WHAT TO DO -
Write down the listing again exactly as it appears below, without its pictures.

=-=-=

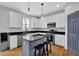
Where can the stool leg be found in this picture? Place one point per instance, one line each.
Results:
(50, 47)
(43, 51)
(47, 49)
(35, 53)
(39, 52)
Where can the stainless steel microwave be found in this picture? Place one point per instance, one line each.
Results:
(51, 25)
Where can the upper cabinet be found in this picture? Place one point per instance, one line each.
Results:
(59, 19)
(15, 20)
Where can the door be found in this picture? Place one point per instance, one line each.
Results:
(73, 33)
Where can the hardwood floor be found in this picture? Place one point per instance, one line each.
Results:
(56, 51)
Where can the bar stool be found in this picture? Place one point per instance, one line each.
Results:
(40, 49)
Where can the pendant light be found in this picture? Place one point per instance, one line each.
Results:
(42, 4)
(28, 9)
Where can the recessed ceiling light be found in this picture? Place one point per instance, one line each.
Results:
(57, 5)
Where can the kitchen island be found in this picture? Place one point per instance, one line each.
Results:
(30, 41)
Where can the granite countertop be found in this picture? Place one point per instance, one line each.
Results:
(30, 36)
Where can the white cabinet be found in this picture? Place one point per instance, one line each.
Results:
(59, 19)
(15, 20)
(42, 23)
(34, 23)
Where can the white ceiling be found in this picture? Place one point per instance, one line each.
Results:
(35, 7)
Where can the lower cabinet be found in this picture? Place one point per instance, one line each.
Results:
(3, 45)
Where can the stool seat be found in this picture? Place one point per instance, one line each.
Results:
(39, 46)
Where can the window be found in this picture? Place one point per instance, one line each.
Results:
(25, 23)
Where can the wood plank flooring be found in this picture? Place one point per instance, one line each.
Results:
(56, 51)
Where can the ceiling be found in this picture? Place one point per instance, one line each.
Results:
(35, 7)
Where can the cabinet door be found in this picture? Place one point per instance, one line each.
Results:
(15, 19)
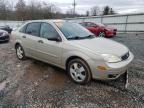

=-=-=

WRITTEN ANSWER -
Where can the stool leg be found in this picture? Place one point per instance, one line each.
Results:
(50, 47)
(43, 51)
(47, 49)
(35, 53)
(39, 52)
Where can the stainless steel microwave be found in this picture? Place one point per instance, one line each.
Results:
(51, 25)
Where can the upper cabinet be found in this picture? Place one point per instance, one line each.
Results:
(59, 19)
(15, 20)
Where can the door be found in this picture? Place one point per instance, one line each.
Results:
(73, 33)
Where can the hardwood floor be found in this picture? Place one point per instance, one line each.
Results:
(56, 51)
Where can the bar stool be found in this picture? Place one point per instance, one line each.
Results:
(40, 49)
Where can the pendant light be found in this picture? Place one point per instance, one line each.
Results:
(42, 4)
(28, 9)
Where can the recessed ceiling light be found in this picture? Place one point per instance, one line each.
Results:
(57, 5)
Where can the kitchen island be found in this picture? Place one point per instance, one line each.
Results:
(30, 41)
Where can the granite countertop be found in this picture? Place one point per instance, one line each.
Results:
(30, 36)
Where can the white cabinet be found in this picture? Place one point per instance, one line each.
Results:
(59, 19)
(15, 20)
(42, 23)
(34, 23)
Where can the white ceiling be found in this picture? Place one point per instance, one line each.
Results:
(35, 7)
Where can the lower cabinet be found in this picture? Place one point per instance, one line each.
Results:
(3, 45)
Where can the stool seat be found in this picture? Place one point per instance, one line each.
Results:
(39, 46)
Where can the window be found in this picture? Place one point per instance, one line each.
Results:
(25, 23)
Where can the wood plank flooring be found in this picture? Place one point per instance, one line each.
Results:
(56, 51)
Where can the ceiling be found in this picture? Place one point per instance, one line each.
Results:
(35, 7)
Where can the cabinet door be found in this picture? Place one point per instance, one line each.
Results:
(15, 19)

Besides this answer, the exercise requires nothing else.